**Objective:** Take the items from the beginning up to and including the line containing "Target: rectangular window", and rewrite those lines with "rectangular" swapped for "square", leaving everything else unchanged.

**Data listing:**

○ ○ ○

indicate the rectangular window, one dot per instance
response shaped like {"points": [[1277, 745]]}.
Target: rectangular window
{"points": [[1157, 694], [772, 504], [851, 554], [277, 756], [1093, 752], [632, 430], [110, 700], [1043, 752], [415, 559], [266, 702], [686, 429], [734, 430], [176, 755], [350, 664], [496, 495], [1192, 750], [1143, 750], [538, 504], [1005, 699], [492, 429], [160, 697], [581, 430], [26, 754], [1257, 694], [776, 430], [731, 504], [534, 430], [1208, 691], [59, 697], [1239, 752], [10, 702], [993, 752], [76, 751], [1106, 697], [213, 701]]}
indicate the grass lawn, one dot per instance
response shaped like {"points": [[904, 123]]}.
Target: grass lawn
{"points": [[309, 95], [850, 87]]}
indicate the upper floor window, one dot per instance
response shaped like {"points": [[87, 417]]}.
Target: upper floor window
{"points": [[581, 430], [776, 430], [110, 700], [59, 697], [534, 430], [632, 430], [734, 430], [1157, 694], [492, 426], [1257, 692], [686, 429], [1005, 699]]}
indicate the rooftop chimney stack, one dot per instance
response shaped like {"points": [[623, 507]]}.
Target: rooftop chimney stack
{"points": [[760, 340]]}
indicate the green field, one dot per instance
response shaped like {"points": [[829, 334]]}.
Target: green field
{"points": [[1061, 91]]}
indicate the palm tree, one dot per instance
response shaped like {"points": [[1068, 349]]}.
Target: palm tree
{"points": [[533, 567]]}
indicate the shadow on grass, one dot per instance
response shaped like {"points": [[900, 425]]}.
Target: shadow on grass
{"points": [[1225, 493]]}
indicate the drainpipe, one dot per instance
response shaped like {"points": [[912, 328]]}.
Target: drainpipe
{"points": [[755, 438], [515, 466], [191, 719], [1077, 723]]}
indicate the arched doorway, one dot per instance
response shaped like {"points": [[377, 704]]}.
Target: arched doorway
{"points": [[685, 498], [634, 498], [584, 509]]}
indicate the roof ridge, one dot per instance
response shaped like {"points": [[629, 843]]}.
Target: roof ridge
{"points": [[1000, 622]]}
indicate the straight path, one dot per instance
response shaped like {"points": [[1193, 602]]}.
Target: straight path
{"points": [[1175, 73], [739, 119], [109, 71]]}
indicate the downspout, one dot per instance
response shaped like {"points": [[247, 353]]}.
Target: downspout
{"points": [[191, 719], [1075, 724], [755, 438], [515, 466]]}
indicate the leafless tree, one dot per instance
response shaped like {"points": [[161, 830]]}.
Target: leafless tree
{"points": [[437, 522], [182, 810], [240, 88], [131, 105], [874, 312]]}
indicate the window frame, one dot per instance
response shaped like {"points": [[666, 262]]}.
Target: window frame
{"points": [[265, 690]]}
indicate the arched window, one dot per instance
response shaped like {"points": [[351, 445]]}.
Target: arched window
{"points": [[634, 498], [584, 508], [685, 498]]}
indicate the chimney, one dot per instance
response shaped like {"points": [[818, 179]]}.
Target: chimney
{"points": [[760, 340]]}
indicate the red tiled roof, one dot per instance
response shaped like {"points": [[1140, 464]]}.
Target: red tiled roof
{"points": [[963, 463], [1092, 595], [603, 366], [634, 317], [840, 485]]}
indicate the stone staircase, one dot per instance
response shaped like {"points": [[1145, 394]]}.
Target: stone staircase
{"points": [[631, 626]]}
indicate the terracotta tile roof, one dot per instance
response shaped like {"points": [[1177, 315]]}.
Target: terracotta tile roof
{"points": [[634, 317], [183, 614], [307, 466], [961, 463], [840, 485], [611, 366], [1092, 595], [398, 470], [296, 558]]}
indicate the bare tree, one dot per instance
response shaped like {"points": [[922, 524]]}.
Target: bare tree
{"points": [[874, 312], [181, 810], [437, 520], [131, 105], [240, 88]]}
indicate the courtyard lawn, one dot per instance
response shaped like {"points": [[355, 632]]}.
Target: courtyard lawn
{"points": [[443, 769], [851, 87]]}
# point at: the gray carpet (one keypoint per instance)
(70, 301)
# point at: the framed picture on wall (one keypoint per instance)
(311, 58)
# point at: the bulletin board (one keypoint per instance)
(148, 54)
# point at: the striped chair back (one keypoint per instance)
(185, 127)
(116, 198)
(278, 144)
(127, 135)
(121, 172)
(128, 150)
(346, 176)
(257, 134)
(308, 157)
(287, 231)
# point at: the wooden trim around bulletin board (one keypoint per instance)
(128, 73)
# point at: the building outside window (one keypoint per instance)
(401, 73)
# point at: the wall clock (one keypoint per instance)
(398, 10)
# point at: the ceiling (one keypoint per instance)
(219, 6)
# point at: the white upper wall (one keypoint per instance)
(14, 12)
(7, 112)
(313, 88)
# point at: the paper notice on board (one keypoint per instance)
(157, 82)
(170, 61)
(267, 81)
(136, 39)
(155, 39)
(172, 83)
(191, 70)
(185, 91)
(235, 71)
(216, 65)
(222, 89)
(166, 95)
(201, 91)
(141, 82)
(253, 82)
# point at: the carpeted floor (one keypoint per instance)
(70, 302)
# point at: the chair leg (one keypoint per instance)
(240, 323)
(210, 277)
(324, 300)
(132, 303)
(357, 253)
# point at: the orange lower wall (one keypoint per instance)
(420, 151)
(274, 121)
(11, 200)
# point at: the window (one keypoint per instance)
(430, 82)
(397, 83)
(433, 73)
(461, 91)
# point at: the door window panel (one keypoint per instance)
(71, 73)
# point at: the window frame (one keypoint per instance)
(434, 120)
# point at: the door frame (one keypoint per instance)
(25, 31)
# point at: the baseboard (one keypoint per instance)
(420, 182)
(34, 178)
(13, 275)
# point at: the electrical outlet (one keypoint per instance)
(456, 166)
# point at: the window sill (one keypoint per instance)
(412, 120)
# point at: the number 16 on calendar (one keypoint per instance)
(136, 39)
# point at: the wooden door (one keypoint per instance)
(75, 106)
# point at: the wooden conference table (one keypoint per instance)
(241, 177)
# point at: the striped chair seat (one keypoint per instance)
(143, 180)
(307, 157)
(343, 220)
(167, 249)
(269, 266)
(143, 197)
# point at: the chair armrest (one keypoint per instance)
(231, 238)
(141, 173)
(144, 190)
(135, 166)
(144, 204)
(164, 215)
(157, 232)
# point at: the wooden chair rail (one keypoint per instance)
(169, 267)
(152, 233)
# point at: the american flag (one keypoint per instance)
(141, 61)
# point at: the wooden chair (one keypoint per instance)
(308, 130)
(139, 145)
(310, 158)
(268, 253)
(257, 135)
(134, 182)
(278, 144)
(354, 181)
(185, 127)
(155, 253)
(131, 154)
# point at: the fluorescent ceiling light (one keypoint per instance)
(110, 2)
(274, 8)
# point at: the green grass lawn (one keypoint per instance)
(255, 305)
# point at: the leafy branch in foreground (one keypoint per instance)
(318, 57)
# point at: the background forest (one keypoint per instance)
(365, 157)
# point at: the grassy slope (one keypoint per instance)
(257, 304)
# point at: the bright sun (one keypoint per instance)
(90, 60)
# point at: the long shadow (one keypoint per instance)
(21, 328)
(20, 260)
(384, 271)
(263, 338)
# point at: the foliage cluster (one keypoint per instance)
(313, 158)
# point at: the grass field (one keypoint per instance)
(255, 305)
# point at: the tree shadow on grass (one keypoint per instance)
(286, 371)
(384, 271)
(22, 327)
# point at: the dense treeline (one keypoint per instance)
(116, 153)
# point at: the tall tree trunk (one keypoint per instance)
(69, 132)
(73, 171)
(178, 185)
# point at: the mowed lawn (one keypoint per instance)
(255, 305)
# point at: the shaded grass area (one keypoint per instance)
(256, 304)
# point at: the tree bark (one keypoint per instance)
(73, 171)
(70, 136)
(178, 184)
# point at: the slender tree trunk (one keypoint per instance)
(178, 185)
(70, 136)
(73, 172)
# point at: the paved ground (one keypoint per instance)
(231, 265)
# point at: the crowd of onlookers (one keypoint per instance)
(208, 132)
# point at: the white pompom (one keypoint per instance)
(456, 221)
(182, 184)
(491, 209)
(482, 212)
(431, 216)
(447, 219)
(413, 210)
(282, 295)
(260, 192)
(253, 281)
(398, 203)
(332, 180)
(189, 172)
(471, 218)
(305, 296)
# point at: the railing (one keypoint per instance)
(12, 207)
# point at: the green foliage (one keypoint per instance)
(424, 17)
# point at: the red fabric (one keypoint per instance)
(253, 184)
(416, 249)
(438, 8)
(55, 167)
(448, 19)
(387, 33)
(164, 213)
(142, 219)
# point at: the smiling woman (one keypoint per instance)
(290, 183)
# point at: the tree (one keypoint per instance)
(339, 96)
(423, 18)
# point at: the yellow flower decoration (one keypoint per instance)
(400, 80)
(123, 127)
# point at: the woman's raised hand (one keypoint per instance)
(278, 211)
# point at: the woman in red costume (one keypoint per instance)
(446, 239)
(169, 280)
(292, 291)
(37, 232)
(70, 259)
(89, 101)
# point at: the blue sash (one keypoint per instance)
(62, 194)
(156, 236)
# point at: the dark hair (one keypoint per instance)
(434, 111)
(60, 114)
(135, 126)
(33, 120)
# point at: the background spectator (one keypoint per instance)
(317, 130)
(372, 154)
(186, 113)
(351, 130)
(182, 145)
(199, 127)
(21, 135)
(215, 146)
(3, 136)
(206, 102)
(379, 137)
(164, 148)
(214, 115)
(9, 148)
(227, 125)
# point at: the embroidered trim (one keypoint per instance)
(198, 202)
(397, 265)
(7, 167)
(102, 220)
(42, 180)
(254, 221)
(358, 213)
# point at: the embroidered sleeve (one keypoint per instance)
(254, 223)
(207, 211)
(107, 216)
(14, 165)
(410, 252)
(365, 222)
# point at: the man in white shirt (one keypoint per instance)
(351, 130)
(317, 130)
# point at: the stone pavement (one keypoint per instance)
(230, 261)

○ ○ ○

**Response to the task:**
indicate the square window, one dot per instance
response shaped like {"points": [[1277, 745]]}.
Target: square window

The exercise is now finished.